Dressez la liste de toutes les personnes citées nommément dans l'extrait fourni ci-dessous.

Extrait fourni:
____________
Une vie plus forte que le cinéma

Il est des histoires qui vous emmènent là où vous ne l’imaginiez pas. En janvier 2020, peu avant que le monde ne bascule dans l’incertain, je m’intéresse à Dylan Robert, l’acteur récompensé par le césar du meilleur espoir, un an plus tôt, pour son rôle dans Shéhérazade. Le souvenir de son talent ne m’a pas quittée. Que devient-il? Ce prix a-t-il changé sa vie comme on le lui promettait? Ou a-t-il rejoint la liste des espoirs évanouis ?
Par chance, j’apprends qu’il a continué à tourner dans une série d’horreur fantastique pour Netflix, Vampires, puis le film ADN de Maïwenn, avec Fanny Ardant et Louis Garrel. Peu à peu, il s’envole; le cinéma n’est pas passé à côté de sa densité. Il a 20 ans et je veux qu’il me raconte. Pourtant, personne ne me répond autour de lui. Des silences gênés, deux ou trois mots qui signifient : « On vous rappellera, merci. » Cette opacité m’intrigue. Je finis par en parler à un ami souvent bien informé, qui se retient d’éclater de rire : « Mais il ne te répondra jamais, ton Dylan Robert. Il est en prison...
– Pardon ?
– Tu ne savais pas? Il a été arrêté par la crim. »
Quelques jours plus tard, La Provence, suivie par le site du Monde, confirme son arrestation de manière sibylline. Et puis, plus rien. De nouvelles questions restaient sans réponses. Que s’était-il passé? Quelle force mystérieuse avait pu précipiter un acteur plein de promesses vers l’abîme ? Des rendez-vous manqués aux chemins détournés, il ne sortait rien. Dylan Robert avait disparu de nos mémoires. Mais il était forcément quelque part, il fallait que je le retrouve.
____________
Entrées d'un jeu de données d'annotation
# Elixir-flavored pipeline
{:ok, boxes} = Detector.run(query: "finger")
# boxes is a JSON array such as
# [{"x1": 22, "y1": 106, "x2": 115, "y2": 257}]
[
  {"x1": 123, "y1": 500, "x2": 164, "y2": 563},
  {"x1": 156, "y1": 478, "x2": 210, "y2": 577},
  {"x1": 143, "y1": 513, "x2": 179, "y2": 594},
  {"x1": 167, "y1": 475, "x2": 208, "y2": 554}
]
____________
Solution proposée:
- Dylan Robert
- Maïwenn
- Fanny Ardant
- Louis Garrel